Un tercer momento que puede desencadenar maltrato es el control de esfínteres. Las dificultades pueden ser vividas como ataques, como desafío a la omnipotencia parental. El clásico “me lo hace a mí”.

El cuarto momento es la entrada a la escuela. Que el niño falle puede ser vivido como terrorífico. Cuando los padres no se ubican como diferentes del niño, pueden querer matarlo, como si fuera un pedazo de ellos que no les gusta. Los propios deseos, las inhibiciones, lo otro interno insoportable se presentifica muchas veces en uno de los hijos. Entonces hay que censurarlo, ubicarlo como un extraño. Curiosamente, el hijo con el que la identificación es mayor es el que moviliza esta intensidad del rechazo. Lo propio visto como ajeno, como otro, aparece como siniestro.

¿A quién maltratan cuando se maltrata a un niño? Generalmente, a lo insoportable de sí mismos, a aquello que quisieran destruir en sí mismos y retorna desde el otro.

## REGISTROS DADOS
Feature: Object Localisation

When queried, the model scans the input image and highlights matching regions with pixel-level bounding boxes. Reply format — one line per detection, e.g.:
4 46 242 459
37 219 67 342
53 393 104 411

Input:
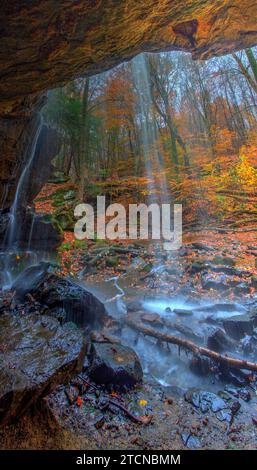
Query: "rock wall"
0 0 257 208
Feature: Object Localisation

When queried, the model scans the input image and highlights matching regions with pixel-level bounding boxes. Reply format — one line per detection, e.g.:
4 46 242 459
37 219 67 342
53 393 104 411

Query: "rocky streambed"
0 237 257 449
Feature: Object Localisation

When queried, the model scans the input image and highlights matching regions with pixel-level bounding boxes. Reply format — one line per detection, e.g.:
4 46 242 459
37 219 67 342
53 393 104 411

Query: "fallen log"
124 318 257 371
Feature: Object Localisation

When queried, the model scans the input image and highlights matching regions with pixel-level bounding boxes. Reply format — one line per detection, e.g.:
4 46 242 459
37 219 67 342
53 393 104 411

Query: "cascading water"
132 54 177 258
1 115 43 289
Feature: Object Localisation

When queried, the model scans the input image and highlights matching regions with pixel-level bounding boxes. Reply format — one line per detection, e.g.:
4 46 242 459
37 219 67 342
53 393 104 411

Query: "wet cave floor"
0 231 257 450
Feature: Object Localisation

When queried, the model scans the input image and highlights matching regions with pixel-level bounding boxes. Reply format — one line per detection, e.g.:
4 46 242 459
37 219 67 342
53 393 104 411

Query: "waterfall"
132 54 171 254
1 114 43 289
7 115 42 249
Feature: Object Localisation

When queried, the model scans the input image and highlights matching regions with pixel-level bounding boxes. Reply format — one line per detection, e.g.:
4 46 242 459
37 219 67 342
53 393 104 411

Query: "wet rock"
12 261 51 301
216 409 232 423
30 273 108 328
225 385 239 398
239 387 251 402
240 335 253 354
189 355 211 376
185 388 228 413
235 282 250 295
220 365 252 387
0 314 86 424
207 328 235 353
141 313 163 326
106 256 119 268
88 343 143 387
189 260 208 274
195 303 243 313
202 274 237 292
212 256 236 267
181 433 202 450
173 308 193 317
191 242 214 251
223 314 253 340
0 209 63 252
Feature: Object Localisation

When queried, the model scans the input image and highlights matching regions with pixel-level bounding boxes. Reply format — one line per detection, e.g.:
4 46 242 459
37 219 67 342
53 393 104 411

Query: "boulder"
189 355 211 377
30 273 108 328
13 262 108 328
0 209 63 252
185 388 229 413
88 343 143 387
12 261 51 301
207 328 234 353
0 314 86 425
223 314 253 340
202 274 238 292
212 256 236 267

---

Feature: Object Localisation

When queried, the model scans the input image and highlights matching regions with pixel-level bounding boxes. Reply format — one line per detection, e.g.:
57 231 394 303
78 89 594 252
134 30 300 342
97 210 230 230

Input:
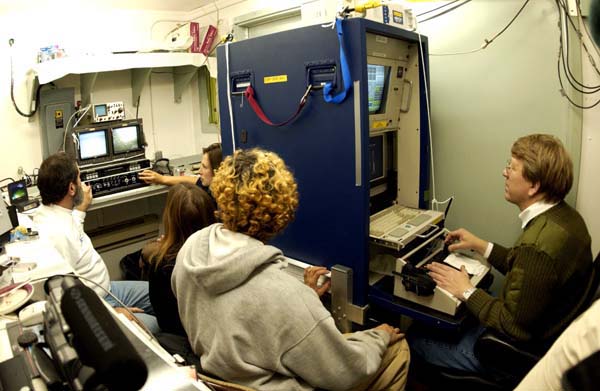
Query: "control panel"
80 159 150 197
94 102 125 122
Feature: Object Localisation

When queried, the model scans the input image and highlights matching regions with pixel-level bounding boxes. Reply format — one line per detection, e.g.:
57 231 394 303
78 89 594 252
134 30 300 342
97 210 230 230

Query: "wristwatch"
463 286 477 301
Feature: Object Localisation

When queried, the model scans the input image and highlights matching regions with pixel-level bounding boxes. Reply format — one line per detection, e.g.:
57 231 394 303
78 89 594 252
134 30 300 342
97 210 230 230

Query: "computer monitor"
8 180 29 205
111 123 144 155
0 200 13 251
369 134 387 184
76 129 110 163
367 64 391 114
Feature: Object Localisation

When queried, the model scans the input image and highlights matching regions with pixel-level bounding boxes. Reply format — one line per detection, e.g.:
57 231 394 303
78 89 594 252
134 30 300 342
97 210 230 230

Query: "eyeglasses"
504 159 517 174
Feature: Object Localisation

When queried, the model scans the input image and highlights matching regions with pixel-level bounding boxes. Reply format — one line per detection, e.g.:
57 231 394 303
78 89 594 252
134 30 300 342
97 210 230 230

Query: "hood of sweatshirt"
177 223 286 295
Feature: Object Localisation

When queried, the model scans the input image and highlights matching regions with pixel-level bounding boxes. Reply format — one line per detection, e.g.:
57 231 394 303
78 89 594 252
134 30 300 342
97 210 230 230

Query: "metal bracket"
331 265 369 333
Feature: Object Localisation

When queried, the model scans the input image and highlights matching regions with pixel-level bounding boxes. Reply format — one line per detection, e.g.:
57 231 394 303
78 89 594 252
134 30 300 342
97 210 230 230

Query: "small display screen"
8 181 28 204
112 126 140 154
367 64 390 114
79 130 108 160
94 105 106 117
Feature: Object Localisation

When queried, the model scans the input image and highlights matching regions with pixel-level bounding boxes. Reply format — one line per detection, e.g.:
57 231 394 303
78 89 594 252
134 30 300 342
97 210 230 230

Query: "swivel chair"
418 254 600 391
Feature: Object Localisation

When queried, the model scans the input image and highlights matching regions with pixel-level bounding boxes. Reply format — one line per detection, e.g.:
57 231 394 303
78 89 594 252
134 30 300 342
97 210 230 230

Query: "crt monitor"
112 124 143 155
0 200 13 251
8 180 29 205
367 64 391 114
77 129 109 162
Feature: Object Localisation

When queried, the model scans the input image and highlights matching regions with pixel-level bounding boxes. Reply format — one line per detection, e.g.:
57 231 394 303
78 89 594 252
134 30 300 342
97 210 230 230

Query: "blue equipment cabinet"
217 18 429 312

==

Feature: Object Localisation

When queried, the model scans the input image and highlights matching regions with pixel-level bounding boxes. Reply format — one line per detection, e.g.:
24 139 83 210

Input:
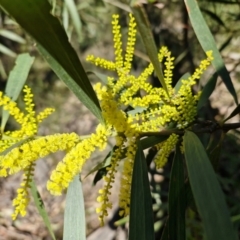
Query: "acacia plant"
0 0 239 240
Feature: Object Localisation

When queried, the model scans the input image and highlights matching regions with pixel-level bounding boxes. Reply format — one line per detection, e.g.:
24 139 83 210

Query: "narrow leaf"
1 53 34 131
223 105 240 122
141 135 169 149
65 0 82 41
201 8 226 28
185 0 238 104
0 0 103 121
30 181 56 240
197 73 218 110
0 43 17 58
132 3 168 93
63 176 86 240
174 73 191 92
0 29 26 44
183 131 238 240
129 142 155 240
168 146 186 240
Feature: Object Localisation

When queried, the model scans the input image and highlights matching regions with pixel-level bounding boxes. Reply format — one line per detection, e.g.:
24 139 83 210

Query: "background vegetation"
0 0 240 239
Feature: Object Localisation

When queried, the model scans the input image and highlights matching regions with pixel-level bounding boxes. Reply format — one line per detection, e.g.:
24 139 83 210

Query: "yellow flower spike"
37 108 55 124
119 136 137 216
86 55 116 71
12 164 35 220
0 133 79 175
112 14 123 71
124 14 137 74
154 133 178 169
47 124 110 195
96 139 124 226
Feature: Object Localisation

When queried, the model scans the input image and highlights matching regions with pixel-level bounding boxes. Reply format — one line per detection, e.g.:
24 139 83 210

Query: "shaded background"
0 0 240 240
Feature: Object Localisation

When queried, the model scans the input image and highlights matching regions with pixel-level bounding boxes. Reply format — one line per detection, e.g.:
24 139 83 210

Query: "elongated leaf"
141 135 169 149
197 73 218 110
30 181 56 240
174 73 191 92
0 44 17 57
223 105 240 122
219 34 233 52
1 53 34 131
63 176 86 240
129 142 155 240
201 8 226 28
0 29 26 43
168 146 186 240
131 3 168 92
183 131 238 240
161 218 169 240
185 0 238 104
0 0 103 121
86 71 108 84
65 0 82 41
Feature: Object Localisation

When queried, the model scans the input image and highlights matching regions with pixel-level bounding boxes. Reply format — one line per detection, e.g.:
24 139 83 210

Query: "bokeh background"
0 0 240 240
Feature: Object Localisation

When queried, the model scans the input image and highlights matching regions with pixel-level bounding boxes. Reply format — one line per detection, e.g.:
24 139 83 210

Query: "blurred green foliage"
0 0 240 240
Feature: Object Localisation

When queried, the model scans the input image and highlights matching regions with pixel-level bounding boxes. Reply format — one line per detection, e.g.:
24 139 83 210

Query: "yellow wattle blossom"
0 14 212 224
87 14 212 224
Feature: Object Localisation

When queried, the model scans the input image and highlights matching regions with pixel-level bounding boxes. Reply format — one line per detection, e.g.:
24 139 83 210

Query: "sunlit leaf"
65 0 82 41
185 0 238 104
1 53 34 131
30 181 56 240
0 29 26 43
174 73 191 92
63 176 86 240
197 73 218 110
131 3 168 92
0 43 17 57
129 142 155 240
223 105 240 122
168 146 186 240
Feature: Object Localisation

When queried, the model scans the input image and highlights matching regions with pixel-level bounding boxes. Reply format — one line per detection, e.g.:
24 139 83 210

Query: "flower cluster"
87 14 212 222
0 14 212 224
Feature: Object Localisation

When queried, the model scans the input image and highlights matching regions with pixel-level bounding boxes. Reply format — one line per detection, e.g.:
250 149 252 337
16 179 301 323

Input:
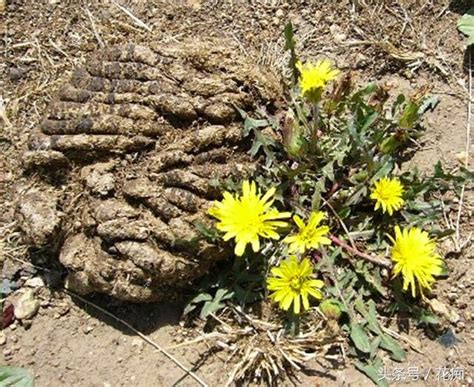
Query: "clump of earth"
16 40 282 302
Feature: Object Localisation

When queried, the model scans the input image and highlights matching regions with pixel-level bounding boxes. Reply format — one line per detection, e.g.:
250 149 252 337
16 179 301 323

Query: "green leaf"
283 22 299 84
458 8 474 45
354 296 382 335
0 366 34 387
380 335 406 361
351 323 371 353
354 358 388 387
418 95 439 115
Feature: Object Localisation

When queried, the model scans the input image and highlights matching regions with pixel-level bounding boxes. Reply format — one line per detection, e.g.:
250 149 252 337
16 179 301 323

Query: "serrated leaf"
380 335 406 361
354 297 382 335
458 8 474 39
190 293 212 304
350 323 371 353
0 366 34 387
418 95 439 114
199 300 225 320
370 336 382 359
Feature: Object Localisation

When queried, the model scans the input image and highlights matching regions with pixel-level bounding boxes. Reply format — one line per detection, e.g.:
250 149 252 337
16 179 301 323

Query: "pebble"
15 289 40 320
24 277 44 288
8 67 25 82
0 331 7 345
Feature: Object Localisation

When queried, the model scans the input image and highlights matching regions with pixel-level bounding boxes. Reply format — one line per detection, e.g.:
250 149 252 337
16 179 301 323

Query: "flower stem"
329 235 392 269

## TAREA A
Di si cada frase coincide con el fragmento sobre el maltrato infantil. Responde sí o no y copia las palabras del fragmento que lo deciden. (i) El control de esfínteres aparece como el tercer momento que puede desencadenar maltrato. (ii) El cuarto momento es el nacimiento de un hermano. (iii) El hijo con el que la identificación es menor es el que provoca más rechazo.
## TAREA B
Según el fragmento sobre el maltrato infantil, ¿a quién se maltrata generalmente cuando se maltrata a un niño?
## TAREA C
Sigue escribiendo el fragmento sobre el maltrato infantil a partir de su última oración.
Los registros son un material aparte, sin relación con el fragmento.

## RESPUESTA A
(i) Sí: "Un tercer momento que puede desencadenar maltrato es el control de esfínteres."
(ii) No: "El cuarto momento es la entrada a la escuela."
(iii) No: "el hijo con el que la identificación es mayor es el que moviliza esta intensidad del rechazo."

## RESPUESTA B
A lo insoportable de sí mismos, a aquello que quisieran destruir en sí mismos y que retorna desde el otro.

## RESPUESTA C
Hay diferentes tipos de maltrato. Está el maltrato por exceso, donde el dolor arrasa con el entramado psíquico. Se trata de estímulos de los que no se puede huir, ya sea porque son sorpresivos y atacan de golpe o porque se está apresado en la situación dolorosa: el padre o madre que tira al chico contra la pared o que le pega sin parar durante mucho tiempo.

Está el maltrato por déficit: ausencia de cuidados, de contención. Es el caso de los niños abandonados, que quedan a merced de las propias sensaciones y exigencias internas. Se produce una imposibilidad de elaborar la ausencia en tanto no hubo sostén ni presencia materna. Son traumas por vacío.

Hay también otros tipos de maltrato: cuando se fuerza a un niño a quebrar sus soportes identificatorios o se desconocen sus posibilidades y su historia. Las amenazas, la denigración permanente –“sos un desastre”, “sos tonto”, “sos malo”– o las exigencias desmedidas dejan marcas de dolor.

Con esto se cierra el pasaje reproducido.